*Task goal*: Count the lines below that contain the string "each", treating uppercase and lowercase as distinct, and give only the number.

>> Start Given records

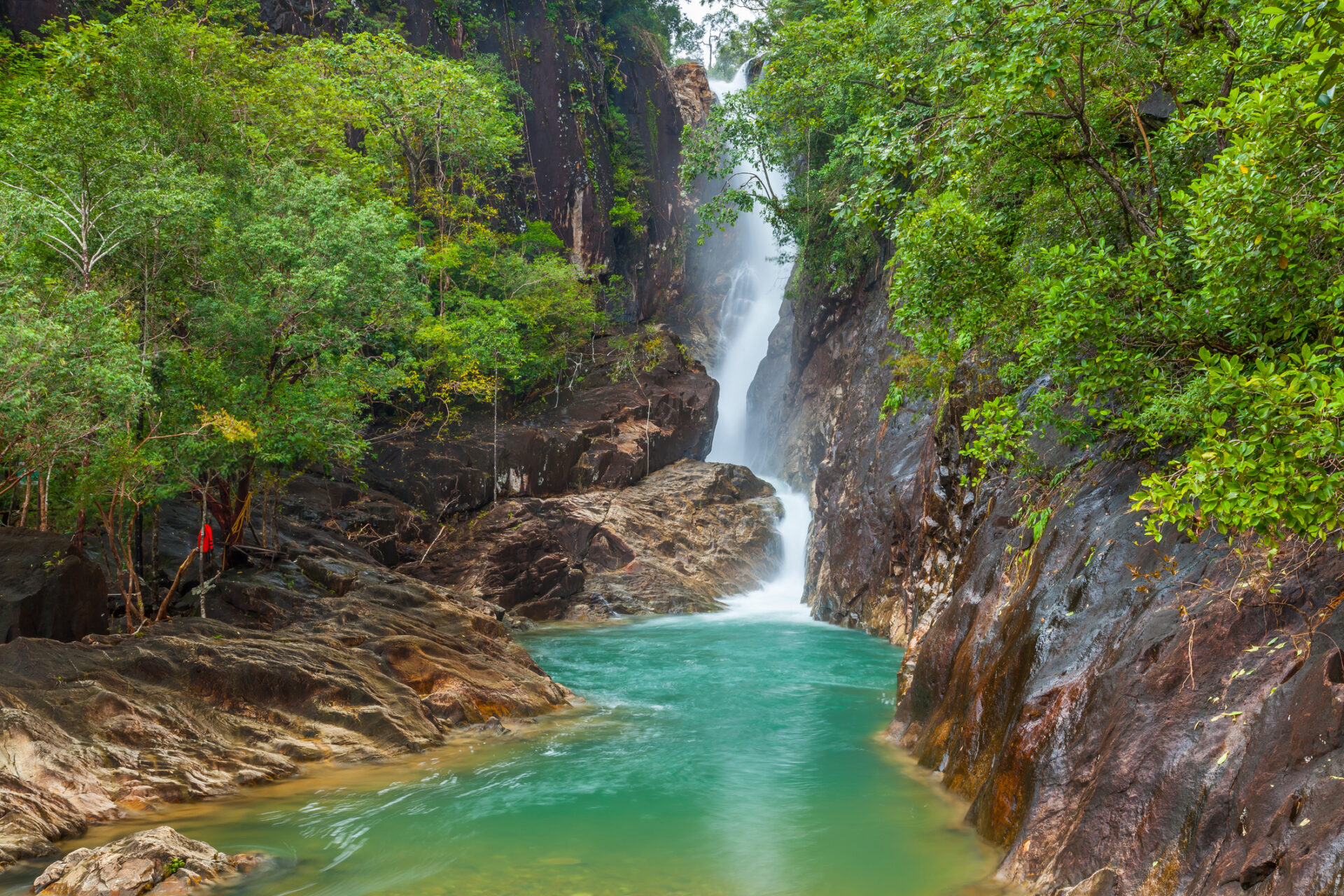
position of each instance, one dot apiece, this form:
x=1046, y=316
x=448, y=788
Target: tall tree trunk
x=27, y=496
x=153, y=556
x=43, y=491
x=201, y=558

>> End Given records

*Solution to this exercise*: 1